───── DOCUMENT EXCERPT ─────
Washington Department of Fish and Wildlife fishery managers have scheduled a variety of opportunities for the public to participate in setting state-managed salmon fishing seasons for 2021, beginning with an annual salmon forecast meeting on Feb. 26.
That meeting is just one of a dozen scheduled virtually as part of each year’s salmon season discussions. State fishery managers will consider input from anglers, commercial fishers and others interested in salmon as they work with tribal co-managers to craft this year’s fisheries.
“Working together alongside tribal co-managers, we remain committed to fostering a cooperative process that engages all those who care about these important species,” said Kelly Susewind, WDFW Director. “Hearing from Washington’s angling community, commercial fishers, and others is critical to this process, especially as we head into what’s looking like another tough year for some salmon runs. Understanding the public’s priorities helps us and the tribes to come to resolution on which sustainable fishing opportunities can be realized while also meeting our conservation objectives.”
“We are committed to cooperative tribal and state salmon co-management because it works,” said Lorraine Loomis, chair of the Northwest Indian Fisheries Commission. “Our job gets tougher every year because salmon are steadily declining as their habitat is being lost faster than it can be restored. It will take a lot of work to fix that problem, but we all want the same thing: Healthy salmon runs that can provide sustainable harvest for everyone far into the future.”
───── DATA FOR REVIEW ─────
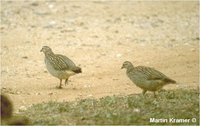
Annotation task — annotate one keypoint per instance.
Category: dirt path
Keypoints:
(98, 36)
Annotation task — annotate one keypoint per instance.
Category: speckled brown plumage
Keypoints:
(146, 78)
(59, 65)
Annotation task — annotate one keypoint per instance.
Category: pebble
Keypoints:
(22, 108)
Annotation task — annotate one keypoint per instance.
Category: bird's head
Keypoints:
(46, 49)
(127, 65)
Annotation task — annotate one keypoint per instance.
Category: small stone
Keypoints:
(119, 55)
(193, 50)
(22, 108)
(136, 110)
(25, 57)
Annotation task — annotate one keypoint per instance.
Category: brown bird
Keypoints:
(146, 78)
(59, 65)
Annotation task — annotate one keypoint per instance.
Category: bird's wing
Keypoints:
(65, 63)
(150, 73)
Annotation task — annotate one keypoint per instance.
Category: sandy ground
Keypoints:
(99, 37)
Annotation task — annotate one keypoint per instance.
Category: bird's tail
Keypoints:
(168, 80)
(77, 70)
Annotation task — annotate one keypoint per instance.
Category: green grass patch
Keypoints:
(111, 110)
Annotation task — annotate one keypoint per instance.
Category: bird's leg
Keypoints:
(144, 91)
(66, 81)
(60, 83)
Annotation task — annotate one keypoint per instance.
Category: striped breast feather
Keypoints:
(66, 62)
(150, 73)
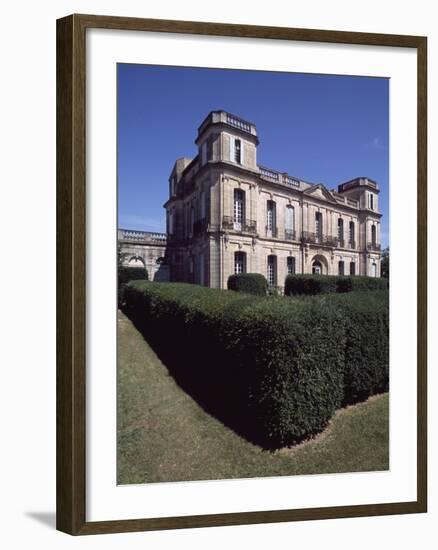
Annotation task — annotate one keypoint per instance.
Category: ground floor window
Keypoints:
(201, 269)
(291, 265)
(272, 270)
(317, 268)
(239, 262)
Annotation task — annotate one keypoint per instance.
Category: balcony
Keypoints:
(133, 236)
(242, 226)
(316, 238)
(271, 232)
(374, 247)
(275, 176)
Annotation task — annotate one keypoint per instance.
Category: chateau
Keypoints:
(228, 214)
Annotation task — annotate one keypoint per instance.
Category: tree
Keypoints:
(384, 266)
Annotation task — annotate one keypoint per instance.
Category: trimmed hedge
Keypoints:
(272, 369)
(366, 317)
(126, 274)
(251, 283)
(323, 284)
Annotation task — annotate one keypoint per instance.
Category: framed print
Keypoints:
(241, 274)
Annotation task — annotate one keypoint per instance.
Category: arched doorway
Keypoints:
(316, 267)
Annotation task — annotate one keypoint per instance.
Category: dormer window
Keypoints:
(236, 150)
(204, 153)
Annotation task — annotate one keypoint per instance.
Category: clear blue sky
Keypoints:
(323, 129)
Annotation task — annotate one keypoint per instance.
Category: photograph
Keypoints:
(253, 254)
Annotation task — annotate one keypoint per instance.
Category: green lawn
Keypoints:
(164, 435)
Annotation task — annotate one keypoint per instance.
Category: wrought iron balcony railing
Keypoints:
(318, 238)
(374, 246)
(271, 232)
(244, 225)
(134, 236)
(290, 235)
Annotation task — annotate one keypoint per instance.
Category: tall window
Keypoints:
(318, 226)
(239, 209)
(290, 219)
(290, 265)
(373, 235)
(272, 270)
(341, 232)
(201, 269)
(351, 234)
(270, 217)
(202, 200)
(210, 141)
(239, 262)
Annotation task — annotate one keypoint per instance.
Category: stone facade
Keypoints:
(144, 249)
(227, 214)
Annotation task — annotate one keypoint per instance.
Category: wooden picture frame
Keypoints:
(71, 273)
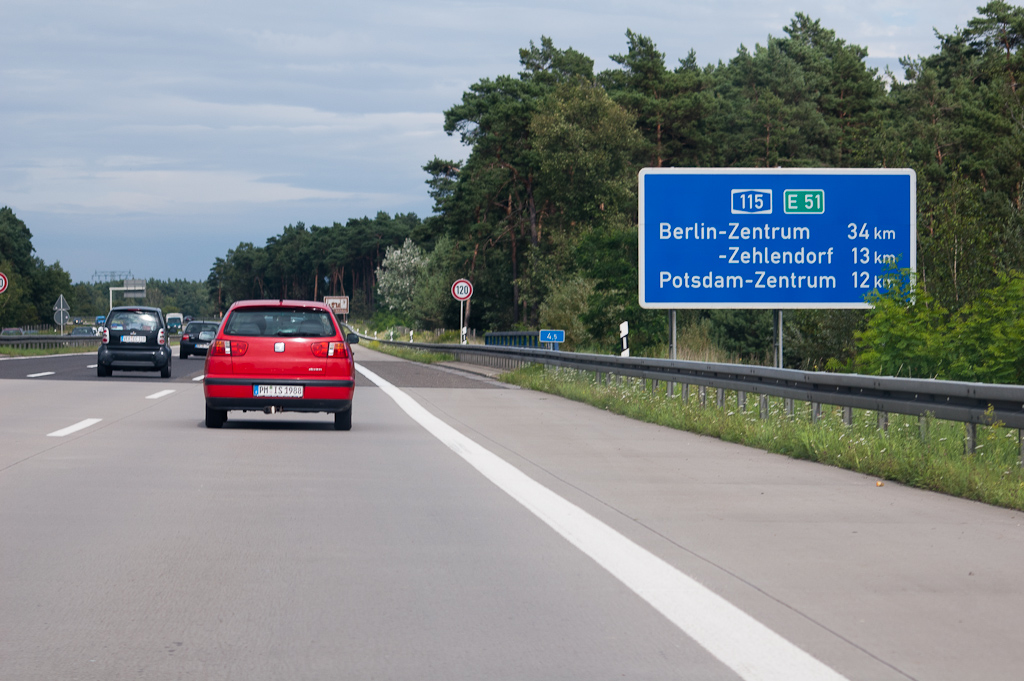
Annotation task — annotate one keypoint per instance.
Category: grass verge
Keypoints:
(931, 458)
(39, 352)
(424, 356)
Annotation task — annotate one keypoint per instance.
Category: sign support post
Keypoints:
(462, 290)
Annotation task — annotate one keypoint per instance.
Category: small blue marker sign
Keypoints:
(552, 336)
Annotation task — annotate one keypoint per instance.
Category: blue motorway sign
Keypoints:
(552, 336)
(772, 238)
─────
TASK:
Answer from the salmon season announcement:
(a) On what date is the annual salmon forecast meeting?
(b) What position does Kelly Susewind hold?
(c) Why, according to Lorraine Loomis, are salmon steadily declining?

ANSWER TO THE EXERCISE:
(a) Feb. 26.
(b) WDFW Director.
(c) Their habitat is being lost faster than it can be restored.